(WHAT YOU NEED TO DO)
Write out the lines from the line containing "Task: put a point on every instance of the white cloud" through the final line of the listing below, exactly, omitting every other line.

▬▬▬▬▬▬

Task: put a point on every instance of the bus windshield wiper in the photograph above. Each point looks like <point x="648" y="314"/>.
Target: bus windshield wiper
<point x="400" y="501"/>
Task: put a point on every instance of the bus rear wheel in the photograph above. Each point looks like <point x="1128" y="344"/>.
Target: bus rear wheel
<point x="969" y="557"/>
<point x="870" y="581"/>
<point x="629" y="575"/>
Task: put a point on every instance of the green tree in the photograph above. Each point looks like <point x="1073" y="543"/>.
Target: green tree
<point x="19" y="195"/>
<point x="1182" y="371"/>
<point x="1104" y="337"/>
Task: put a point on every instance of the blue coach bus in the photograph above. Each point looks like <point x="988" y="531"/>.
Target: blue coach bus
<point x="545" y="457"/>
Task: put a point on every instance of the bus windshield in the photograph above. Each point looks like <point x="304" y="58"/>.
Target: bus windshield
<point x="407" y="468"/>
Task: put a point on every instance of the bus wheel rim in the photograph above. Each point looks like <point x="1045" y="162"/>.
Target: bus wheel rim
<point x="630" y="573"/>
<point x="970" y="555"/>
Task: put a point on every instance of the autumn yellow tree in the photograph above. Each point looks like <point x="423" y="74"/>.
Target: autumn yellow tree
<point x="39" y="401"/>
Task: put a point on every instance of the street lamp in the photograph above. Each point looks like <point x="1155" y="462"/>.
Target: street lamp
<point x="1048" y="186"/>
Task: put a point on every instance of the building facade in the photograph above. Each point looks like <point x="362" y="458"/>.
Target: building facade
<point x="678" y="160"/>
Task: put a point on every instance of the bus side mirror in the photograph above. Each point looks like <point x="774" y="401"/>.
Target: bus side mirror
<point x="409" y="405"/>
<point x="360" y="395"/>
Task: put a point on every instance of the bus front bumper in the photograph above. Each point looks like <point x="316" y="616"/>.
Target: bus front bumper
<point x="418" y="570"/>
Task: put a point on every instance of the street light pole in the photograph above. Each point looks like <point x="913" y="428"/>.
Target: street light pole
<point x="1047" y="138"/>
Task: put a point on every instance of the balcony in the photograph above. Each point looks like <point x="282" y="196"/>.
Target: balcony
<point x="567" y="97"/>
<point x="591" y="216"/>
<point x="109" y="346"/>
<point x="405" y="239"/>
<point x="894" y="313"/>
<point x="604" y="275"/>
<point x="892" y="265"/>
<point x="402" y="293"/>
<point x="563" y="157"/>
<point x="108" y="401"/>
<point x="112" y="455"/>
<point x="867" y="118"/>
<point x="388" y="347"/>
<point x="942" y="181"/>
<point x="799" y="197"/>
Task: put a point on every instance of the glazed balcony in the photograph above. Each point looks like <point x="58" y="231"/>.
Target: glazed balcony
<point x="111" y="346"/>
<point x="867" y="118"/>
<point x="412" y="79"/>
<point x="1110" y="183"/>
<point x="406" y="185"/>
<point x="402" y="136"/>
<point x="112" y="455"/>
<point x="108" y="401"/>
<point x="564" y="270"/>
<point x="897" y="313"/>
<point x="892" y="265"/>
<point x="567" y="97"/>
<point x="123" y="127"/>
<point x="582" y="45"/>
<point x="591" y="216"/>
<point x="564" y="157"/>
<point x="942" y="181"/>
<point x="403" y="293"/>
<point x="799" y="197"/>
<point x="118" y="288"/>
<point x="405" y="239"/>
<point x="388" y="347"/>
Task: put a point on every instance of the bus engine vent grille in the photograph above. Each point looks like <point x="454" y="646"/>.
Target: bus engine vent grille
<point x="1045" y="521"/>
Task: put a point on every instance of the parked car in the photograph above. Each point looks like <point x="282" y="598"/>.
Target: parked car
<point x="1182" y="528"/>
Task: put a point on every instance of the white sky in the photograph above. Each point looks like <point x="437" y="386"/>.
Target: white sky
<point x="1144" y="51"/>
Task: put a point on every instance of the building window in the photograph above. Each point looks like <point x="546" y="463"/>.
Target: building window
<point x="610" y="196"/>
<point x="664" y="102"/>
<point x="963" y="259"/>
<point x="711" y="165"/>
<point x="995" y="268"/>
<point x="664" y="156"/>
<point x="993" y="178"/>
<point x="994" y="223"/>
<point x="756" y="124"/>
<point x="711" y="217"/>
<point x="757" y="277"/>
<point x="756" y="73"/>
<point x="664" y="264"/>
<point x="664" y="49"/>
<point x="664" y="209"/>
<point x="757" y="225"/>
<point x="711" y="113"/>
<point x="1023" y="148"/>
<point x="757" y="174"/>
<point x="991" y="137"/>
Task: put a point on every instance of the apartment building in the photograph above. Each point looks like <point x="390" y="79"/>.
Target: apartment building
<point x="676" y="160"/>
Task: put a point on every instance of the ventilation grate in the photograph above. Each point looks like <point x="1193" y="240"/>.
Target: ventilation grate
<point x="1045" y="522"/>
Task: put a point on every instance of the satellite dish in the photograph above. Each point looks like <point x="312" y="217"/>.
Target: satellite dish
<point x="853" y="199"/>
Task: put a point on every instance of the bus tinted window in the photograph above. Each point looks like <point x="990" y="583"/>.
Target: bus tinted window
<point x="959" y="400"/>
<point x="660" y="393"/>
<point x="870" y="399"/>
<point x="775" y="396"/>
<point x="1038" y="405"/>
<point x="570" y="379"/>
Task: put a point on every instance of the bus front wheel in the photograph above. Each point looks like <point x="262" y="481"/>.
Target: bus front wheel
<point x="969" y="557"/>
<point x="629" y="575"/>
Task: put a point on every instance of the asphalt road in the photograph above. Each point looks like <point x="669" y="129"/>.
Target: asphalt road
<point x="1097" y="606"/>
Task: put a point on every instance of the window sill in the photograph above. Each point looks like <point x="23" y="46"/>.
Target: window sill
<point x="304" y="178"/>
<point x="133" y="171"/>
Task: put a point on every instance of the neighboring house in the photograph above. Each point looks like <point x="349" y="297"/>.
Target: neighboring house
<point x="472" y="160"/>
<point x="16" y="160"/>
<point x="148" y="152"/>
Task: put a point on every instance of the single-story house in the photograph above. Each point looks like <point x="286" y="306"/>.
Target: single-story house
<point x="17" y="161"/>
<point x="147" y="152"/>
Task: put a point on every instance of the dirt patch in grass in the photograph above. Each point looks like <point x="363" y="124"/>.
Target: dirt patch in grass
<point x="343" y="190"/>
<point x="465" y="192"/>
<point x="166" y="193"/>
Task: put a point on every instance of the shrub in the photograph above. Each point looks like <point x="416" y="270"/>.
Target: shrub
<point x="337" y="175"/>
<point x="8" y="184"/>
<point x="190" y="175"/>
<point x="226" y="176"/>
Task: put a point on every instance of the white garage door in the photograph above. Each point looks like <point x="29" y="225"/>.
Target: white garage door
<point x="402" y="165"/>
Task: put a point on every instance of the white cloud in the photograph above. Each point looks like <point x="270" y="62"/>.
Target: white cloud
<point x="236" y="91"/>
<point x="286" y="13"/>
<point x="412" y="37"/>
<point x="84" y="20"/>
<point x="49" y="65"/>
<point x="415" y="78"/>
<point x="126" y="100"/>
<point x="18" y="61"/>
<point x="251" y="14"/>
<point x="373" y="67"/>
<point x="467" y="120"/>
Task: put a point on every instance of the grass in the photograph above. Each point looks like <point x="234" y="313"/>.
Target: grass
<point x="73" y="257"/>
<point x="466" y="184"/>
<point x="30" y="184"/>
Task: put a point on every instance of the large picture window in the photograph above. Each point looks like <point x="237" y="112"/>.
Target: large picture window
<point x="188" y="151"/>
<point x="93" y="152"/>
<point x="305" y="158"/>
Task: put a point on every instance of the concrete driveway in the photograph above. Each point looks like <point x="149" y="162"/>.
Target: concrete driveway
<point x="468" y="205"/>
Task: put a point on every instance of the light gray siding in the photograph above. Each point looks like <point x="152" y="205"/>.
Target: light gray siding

▬▬▬▬▬▬

(RESPONSE BELOW)
Task: put a point on every instance of the white cloud in the photograph above. Each point looks like <point x="270" y="62"/>.
Target: white cloud
<point x="236" y="91"/>
<point x="286" y="13"/>
<point x="412" y="37"/>
<point x="84" y="20"/>
<point x="49" y="65"/>
<point x="415" y="78"/>
<point x="126" y="100"/>
<point x="18" y="61"/>
<point x="251" y="14"/>
<point x="373" y="67"/>
<point x="467" y="120"/>
Task: put a point on every instance of the grass in the photograph above. Each point looks like <point x="234" y="313"/>.
Target: grass
<point x="73" y="257"/>
<point x="466" y="184"/>
<point x="30" y="184"/>
Task: put a point on every instance of the large picture window in the photograph above. Each point looks like <point x="237" y="112"/>.
Target: large picture window
<point x="188" y="151"/>
<point x="93" y="152"/>
<point x="305" y="158"/>
Task: put a point on every instance of the concrete driveway in the photograph above. Each point looks like <point x="149" y="162"/>.
Target: concrete driveway
<point x="468" y="205"/>
Task: put a point on every instance of the light gray siding in the photograph above. Each point looks like <point x="152" y="205"/>.
Target: light gray siding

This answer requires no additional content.